> **Do this**: Please swap "instance" for "occurrence" throughout the items below and write them out again, leaving everything else as it is.

——————

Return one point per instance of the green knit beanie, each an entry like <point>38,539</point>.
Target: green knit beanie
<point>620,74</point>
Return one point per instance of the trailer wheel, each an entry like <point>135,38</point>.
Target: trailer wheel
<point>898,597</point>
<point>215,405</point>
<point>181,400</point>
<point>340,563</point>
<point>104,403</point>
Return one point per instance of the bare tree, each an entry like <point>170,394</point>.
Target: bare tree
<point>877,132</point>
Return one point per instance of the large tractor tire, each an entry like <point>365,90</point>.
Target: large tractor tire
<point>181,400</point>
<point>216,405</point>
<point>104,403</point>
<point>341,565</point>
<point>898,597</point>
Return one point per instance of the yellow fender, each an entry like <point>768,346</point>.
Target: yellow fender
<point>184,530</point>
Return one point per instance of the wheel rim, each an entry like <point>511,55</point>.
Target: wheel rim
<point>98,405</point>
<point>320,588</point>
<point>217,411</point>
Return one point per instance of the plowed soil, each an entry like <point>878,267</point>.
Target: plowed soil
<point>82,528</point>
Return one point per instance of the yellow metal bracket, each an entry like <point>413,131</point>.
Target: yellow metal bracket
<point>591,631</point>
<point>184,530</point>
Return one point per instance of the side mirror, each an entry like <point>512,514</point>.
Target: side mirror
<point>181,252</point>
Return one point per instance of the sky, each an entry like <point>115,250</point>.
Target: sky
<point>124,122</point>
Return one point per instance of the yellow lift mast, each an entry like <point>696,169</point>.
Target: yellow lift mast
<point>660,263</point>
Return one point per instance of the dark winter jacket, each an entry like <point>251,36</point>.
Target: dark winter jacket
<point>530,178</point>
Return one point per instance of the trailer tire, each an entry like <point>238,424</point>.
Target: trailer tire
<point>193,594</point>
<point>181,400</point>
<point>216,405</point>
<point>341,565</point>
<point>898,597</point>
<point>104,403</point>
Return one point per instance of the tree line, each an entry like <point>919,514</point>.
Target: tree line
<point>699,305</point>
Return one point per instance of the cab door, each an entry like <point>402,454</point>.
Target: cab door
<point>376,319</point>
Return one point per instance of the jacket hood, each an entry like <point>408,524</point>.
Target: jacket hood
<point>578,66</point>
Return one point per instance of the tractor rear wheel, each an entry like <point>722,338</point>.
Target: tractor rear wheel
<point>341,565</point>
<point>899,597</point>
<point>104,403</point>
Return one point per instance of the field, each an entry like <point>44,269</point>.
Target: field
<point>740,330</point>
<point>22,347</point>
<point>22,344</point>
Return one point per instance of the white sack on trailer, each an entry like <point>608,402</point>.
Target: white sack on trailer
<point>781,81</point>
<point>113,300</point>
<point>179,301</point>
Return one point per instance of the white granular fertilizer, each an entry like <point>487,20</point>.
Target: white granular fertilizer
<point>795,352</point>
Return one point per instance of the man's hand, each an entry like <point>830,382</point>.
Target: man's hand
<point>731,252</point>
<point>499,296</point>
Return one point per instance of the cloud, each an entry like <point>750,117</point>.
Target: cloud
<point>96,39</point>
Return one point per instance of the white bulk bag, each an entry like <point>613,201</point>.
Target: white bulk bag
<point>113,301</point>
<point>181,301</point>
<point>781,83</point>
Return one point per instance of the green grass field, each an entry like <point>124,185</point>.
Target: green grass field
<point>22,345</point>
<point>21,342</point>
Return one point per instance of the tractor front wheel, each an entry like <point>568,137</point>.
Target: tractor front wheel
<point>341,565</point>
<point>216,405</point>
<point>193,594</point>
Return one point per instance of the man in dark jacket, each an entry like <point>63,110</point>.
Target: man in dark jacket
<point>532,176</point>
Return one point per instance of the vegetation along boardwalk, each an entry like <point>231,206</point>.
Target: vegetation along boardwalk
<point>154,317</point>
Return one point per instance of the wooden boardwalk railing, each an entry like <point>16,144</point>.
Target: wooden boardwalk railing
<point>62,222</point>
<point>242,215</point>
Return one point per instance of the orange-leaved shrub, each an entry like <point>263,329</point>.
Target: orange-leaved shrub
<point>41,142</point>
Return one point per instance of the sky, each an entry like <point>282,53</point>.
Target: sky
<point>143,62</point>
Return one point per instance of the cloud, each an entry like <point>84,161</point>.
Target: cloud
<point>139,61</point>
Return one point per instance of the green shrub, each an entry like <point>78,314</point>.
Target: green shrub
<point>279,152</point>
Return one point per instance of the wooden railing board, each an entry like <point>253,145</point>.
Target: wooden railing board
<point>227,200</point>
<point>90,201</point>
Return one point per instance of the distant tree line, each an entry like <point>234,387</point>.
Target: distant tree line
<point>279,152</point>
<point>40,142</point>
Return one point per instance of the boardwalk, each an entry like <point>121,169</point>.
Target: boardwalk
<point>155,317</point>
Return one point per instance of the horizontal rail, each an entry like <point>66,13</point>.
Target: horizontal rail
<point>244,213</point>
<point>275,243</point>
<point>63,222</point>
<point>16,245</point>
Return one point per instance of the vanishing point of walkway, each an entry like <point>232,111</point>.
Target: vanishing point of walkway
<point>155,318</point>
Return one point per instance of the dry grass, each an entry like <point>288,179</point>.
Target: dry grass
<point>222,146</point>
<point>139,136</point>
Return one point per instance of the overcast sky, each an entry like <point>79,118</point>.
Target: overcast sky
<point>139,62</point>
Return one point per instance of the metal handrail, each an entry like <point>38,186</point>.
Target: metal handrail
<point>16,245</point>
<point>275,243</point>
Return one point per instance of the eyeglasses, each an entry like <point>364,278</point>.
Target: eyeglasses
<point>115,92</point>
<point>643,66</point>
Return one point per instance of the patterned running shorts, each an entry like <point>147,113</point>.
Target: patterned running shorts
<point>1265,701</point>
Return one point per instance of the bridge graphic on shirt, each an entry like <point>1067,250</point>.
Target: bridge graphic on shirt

——————

> **Result of the task**:
Return one point per occurrence of the green knit beanie, each an entry like <point>38,539</point>.
Target: green knit beanie
<point>620,74</point>
Return one point per occurrence of the trailer wheel, each an entry like <point>135,38</point>.
Target: trailer wheel
<point>898,597</point>
<point>215,405</point>
<point>181,400</point>
<point>340,563</point>
<point>104,403</point>
Return one point per occurrence of the bare tree, each an entry like <point>170,394</point>.
Target: bare tree
<point>877,132</point>
Return one point per occurrence of the large tractor tire, each an entry like <point>365,90</point>.
Target: large tractor tire
<point>181,400</point>
<point>216,405</point>
<point>104,403</point>
<point>341,565</point>
<point>898,597</point>
Return one point per occurrence of the yellow fender, each an entry like <point>768,346</point>.
Target: yellow fender
<point>184,530</point>
Return one point per occurrence of the wheel rim, each an entry like <point>511,55</point>.
Target: wheel rim
<point>98,405</point>
<point>320,588</point>
<point>217,411</point>
Return one point per occurrence of the plowed soil, each an entry like <point>878,267</point>.
Target: plowed soil
<point>82,528</point>
Return one point per occurrence of the yellow metal bracket, each an entry like <point>413,131</point>.
Target: yellow metal bracket
<point>591,631</point>
<point>184,530</point>
Return one point per occurrence of the side mirror, each an entry like <point>512,514</point>.
Target: side mirror
<point>181,252</point>
Return one point per occurrence of the sky, each an entry like <point>115,250</point>.
Target: sky
<point>124,122</point>
Return one point per occurrence of the yellow lift mast, each an entry like <point>696,169</point>.
Target: yellow lift mast
<point>660,263</point>
Return one point per occurrence of the dark winter jacket, each an entry like <point>251,36</point>.
Target: dark winter jacket
<point>530,178</point>
Return one point per occurrence of the trailer tire, each an entry like <point>238,424</point>.
Target: trailer tire
<point>193,594</point>
<point>181,400</point>
<point>216,405</point>
<point>341,565</point>
<point>898,597</point>
<point>104,403</point>
Return one point per occurrence of the tree line, each an entry like <point>919,514</point>.
Target: tree line
<point>699,305</point>
Return one point per occurrence of the cab door, each an entry like <point>402,454</point>.
Target: cab door
<point>376,319</point>
Return one point per occurrence of the jacket hood, each an entry like <point>408,524</point>.
Target: jacket hood
<point>578,66</point>
Return one point per occurrence of the tractor rear wheel, each an entry like <point>722,338</point>.
Target: tractor rear wheel
<point>341,565</point>
<point>899,597</point>
<point>104,403</point>
Return one point per occurrence of the field, each an entry like <point>44,269</point>.
Target: field
<point>740,330</point>
<point>22,347</point>
<point>22,344</point>
Return one point per occurrence of the white sack on trailer, each an entry like <point>608,402</point>.
Target: white sack on trailer
<point>781,81</point>
<point>113,300</point>
<point>179,301</point>
Return one point per occurrence of the white granular fertilizer, each an entry like <point>487,20</point>.
Target: white granular fertilizer
<point>795,352</point>
Return one point per occurrence of the man's hand, each an entry like <point>830,382</point>.
Target: man's hand
<point>731,252</point>
<point>499,296</point>
Return one point per occurrence of the cloud, each an entry like <point>750,117</point>.
Target: cloud
<point>96,39</point>
Return one point per occurrence of the white bulk bag, each an entry like <point>613,201</point>.
Target: white bulk bag
<point>113,301</point>
<point>181,301</point>
<point>781,83</point>
Return one point per occurrence of the green grass field, each an entry like <point>124,185</point>.
Target: green grass field
<point>22,345</point>
<point>21,342</point>
Return one point per occurrence of the tractor front wheel, each an entry like <point>568,137</point>.
Target: tractor front wheel
<point>341,565</point>
<point>216,405</point>
<point>193,594</point>
Return one point per occurrence of the man in dark jacket, each an entry like <point>63,110</point>.
Target: man in dark jacket
<point>532,176</point>
Return one point per occurrence of the vegetation along boardwalk, each an entry like <point>231,206</point>.
Target: vegetation along boardwalk
<point>154,317</point>
Return one point per occurrence of the wooden boardwalk railing, each an entry like <point>16,144</point>.
Target: wooden boardwalk railing
<point>62,222</point>
<point>242,215</point>
Return one point per occurrence of the orange-leaved shrub, each an entry like <point>263,329</point>.
Target: orange-leaved shrub
<point>41,142</point>
Return one point per occurrence of the sky, each an entry like <point>282,53</point>.
Target: sky
<point>143,62</point>
Return one point per occurrence of the cloud, each an entry like <point>84,161</point>.
Target: cloud
<point>139,61</point>
Return one point per occurrence of the green shrub, each an entry like <point>78,314</point>.
Target: green shrub
<point>279,152</point>
Return one point per occurrence of the wooden railing board, each an entry like <point>253,145</point>.
Target: wooden railing board
<point>227,200</point>
<point>90,201</point>
Return one point per occurrence of the distant tree line, each an entry like <point>234,387</point>.
Target: distant tree line
<point>279,152</point>
<point>40,142</point>
Return one point per occurrence of the boardwalk, each an entry like <point>121,169</point>.
Target: boardwalk
<point>155,317</point>
Return one point per occurrence of the horizontal rail, each an entry like <point>66,13</point>.
Target: horizontal rail
<point>244,213</point>
<point>275,243</point>
<point>63,222</point>
<point>16,245</point>
Return one point per occurrence of the vanishing point of walkway, each an entry like <point>232,111</point>.
Target: vanishing point of walkway
<point>155,318</point>
Return one point per occurrence of the dry grass, each an entry like <point>288,179</point>.
Target: dry grass
<point>222,146</point>
<point>139,136</point>
Return one point per occurrence of the overcast sky, each an entry like <point>79,118</point>.
Target: overcast sky
<point>139,62</point>
Return one point per occurrence of the metal handrail, each an entry like <point>38,186</point>.
Target: metal handrail
<point>16,245</point>
<point>275,243</point>
Return one point per occurrence of the eyeglasses, each an entry like <point>364,278</point>.
Target: eyeglasses
<point>115,92</point>
<point>643,66</point>
Return one point per occurrence of the patterned running shorts, each an entry like <point>147,113</point>.
Target: patterned running shorts
<point>1265,701</point>
Return one point per occurrence of the bridge graphic on shirt, each an entry like <point>1067,250</point>.
Target: bridge graphic on shirt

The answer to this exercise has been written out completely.